* WHAT YOU WILL DO
In the material below, repeat only the lines from the one that holds "Exercise. Mark the sedan side" through the final line, exactly as they stand.

(Coordinate annotation entries)

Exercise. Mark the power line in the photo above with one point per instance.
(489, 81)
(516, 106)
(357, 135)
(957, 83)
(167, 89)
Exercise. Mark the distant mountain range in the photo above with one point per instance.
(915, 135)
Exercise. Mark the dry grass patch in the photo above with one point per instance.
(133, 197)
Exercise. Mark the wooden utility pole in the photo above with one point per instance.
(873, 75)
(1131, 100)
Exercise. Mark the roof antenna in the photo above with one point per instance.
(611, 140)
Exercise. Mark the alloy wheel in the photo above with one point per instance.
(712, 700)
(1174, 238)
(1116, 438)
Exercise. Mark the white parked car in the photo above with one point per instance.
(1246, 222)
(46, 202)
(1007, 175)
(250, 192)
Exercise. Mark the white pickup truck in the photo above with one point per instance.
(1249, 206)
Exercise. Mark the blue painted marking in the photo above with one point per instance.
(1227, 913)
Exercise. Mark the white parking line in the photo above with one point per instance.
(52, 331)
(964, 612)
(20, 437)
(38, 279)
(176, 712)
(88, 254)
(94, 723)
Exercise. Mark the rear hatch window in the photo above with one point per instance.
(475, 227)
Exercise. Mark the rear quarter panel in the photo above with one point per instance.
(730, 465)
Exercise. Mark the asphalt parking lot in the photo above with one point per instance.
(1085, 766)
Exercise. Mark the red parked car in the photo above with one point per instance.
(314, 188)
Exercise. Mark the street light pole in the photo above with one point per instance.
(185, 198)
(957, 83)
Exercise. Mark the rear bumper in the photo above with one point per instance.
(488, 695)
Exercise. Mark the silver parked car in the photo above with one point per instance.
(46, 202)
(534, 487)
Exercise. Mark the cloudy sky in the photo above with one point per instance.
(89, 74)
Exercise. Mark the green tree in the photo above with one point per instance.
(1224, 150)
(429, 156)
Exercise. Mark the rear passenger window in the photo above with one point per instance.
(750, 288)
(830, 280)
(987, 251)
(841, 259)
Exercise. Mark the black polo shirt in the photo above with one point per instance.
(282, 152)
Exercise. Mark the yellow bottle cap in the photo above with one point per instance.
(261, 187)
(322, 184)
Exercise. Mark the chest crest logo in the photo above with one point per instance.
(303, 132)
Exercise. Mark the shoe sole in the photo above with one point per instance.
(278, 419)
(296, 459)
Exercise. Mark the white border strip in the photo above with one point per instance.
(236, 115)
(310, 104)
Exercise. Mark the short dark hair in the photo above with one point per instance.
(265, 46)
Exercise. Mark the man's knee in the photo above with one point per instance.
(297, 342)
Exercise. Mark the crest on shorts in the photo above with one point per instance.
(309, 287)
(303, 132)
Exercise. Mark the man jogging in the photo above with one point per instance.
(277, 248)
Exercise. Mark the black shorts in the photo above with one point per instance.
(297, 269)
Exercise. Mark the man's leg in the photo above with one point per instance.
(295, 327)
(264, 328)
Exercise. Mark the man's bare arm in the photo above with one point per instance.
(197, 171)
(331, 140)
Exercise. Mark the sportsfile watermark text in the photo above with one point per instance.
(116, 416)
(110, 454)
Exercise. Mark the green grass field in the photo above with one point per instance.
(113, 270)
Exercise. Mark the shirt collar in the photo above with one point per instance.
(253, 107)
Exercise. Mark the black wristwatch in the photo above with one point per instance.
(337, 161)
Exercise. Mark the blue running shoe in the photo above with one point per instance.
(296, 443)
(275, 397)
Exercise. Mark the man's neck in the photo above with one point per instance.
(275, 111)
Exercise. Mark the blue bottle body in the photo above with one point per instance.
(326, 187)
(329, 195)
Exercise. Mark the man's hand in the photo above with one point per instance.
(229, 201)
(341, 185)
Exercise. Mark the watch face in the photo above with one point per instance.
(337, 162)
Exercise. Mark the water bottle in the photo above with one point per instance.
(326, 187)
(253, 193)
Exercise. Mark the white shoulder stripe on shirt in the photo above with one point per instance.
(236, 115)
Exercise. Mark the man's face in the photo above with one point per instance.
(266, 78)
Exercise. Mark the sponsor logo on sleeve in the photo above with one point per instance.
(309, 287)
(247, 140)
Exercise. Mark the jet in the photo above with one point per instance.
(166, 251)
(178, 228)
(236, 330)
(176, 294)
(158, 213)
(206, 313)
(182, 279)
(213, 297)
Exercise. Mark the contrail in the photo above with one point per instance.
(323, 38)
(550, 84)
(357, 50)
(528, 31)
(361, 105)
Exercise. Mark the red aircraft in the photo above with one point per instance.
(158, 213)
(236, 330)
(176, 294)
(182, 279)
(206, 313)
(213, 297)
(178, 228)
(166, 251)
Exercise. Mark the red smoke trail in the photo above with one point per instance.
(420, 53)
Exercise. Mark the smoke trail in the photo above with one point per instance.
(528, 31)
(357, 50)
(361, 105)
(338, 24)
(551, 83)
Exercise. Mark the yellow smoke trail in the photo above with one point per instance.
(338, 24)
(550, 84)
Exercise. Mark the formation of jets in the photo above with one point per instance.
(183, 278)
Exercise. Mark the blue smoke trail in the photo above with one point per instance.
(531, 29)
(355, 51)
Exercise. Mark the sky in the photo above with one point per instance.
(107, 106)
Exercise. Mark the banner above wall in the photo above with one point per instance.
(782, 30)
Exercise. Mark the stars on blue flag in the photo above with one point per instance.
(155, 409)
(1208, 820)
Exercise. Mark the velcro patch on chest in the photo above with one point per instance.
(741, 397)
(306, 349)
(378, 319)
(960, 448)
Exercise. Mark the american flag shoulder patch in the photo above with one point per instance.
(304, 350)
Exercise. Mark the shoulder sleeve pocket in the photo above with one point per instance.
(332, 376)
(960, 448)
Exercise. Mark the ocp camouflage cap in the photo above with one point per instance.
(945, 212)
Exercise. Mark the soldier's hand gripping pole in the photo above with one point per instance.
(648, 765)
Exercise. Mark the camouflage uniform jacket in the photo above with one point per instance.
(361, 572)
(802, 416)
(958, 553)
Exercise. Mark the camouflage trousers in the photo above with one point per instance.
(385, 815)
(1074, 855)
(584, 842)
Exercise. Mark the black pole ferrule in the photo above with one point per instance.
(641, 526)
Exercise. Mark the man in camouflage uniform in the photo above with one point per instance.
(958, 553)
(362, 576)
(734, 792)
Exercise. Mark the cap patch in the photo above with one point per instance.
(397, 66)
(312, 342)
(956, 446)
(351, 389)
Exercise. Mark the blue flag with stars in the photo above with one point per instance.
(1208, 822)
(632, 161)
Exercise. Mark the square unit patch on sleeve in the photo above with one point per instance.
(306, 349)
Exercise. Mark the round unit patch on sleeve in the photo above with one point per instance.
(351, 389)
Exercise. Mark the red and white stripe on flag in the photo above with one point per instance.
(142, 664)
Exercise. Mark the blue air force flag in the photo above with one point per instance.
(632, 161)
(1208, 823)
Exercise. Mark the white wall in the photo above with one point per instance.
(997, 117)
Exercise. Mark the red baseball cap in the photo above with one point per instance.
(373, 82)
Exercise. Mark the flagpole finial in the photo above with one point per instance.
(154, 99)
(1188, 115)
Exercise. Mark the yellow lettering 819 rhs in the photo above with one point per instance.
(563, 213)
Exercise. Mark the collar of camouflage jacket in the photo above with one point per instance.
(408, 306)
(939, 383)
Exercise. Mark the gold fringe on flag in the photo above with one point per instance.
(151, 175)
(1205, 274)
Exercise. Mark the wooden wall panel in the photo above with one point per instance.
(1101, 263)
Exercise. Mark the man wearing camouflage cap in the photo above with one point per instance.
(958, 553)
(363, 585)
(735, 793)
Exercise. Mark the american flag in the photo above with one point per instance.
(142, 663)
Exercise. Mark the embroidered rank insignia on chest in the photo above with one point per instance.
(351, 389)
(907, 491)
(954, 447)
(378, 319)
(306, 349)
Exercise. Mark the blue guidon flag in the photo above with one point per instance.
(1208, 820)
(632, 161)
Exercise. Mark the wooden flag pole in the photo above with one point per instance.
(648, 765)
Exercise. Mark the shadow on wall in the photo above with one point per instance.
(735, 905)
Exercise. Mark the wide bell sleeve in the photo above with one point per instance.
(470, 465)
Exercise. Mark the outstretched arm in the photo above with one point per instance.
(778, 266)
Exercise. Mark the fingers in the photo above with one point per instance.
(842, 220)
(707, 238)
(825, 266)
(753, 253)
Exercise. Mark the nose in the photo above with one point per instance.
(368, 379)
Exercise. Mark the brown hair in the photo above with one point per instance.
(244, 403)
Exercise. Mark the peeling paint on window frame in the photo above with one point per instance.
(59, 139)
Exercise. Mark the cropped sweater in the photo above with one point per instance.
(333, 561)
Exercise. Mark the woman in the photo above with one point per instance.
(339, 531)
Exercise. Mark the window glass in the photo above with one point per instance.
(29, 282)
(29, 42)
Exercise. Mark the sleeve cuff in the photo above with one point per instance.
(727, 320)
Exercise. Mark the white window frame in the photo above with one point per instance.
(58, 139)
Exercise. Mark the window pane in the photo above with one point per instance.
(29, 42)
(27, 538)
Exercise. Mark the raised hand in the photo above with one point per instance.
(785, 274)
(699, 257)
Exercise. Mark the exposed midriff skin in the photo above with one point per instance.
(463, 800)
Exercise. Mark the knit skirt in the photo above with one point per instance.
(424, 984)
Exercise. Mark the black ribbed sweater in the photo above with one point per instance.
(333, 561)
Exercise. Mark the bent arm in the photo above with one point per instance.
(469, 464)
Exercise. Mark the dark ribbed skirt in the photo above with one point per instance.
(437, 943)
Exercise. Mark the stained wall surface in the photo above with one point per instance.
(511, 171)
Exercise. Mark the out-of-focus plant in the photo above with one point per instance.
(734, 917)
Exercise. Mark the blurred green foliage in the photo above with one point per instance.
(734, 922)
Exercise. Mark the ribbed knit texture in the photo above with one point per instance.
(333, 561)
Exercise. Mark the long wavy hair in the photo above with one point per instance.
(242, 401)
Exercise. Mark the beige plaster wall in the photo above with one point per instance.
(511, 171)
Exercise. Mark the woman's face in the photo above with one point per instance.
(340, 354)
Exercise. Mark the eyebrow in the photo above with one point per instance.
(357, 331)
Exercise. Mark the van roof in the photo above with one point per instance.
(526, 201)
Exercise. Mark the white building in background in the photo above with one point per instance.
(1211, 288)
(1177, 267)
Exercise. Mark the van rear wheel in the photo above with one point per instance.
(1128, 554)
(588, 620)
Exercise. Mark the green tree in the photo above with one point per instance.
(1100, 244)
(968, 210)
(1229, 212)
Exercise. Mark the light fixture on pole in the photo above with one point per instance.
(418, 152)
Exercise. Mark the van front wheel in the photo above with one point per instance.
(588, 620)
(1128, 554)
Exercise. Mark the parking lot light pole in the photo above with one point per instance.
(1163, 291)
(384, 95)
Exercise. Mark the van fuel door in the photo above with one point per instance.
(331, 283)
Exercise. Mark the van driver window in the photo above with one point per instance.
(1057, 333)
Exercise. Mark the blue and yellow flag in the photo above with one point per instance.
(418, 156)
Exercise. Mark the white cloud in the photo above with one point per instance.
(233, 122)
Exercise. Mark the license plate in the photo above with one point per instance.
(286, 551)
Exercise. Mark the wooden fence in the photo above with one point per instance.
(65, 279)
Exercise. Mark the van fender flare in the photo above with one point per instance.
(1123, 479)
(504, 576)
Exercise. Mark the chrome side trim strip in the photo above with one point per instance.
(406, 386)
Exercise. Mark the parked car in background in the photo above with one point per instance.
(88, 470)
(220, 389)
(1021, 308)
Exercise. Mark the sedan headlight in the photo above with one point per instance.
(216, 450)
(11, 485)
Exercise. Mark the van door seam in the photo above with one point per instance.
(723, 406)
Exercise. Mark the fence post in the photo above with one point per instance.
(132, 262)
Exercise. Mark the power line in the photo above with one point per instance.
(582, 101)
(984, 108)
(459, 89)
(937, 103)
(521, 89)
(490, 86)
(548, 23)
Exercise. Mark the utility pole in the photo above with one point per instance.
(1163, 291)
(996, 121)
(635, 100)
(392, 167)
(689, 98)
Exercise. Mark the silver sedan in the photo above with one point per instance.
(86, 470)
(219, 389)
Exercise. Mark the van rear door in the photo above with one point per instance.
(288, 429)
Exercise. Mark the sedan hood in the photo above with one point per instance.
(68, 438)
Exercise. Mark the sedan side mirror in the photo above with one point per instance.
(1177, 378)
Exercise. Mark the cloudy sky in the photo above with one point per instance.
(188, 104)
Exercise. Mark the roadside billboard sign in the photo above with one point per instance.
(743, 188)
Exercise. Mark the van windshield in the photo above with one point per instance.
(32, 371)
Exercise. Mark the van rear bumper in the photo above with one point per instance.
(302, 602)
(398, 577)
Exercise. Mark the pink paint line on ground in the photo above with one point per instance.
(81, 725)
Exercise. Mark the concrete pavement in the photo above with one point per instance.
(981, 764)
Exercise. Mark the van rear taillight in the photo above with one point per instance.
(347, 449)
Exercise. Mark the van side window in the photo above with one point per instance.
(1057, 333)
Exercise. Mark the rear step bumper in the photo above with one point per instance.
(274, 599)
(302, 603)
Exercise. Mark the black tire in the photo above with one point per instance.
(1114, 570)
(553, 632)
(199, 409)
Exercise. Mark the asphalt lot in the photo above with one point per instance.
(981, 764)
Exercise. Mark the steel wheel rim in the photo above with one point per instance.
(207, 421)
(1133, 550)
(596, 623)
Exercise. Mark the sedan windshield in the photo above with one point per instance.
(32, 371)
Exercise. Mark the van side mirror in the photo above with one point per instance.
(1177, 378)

* COMPLETE OUTPUT
Exercise. Mark the sedan side mirror in the photo above with one point per instance.
(1177, 378)
Exercise. Mark the cloudy sky in the photo above with one point per instance.
(188, 104)
Exercise. Mark the roadside billboard sign in the photo above with one point per instance.
(743, 188)
Exercise. Mark the van windshield in the photo above with one point per instance.
(32, 371)
Exercise. Mark the van rear bumper in the photo above with one point per instance.
(302, 602)
(398, 577)
Exercise. Mark the pink paint line on ground in the photo above with one point per instance.
(81, 725)
Exercise. Mark the concrete pavement in the photo above with one point per instance.
(981, 764)
Exercise. Mark the van rear taillight in the photo above with one point per instance.
(347, 449)
Exercise. Mark the van side window in the photo above with one point per instance.
(1057, 333)
Exercise. Mark the rear step bumper in the photo above with one point per instance.
(274, 599)
(302, 603)
Exercise. Mark the black tire in the photo above with one point per instance.
(1114, 570)
(553, 632)
(199, 409)
Exercise. Mark the asphalt lot in the photo above with one point per instance.
(981, 764)
Exercise. Mark the steel wheel rim in the photo above with one point per instance.
(207, 421)
(1133, 550)
(596, 623)
Exercise. Mark the sedan windshield in the photo above with one point per instance.
(32, 371)
Exercise. Mark the van side mirror in the photo above with one point per instance.
(1177, 378)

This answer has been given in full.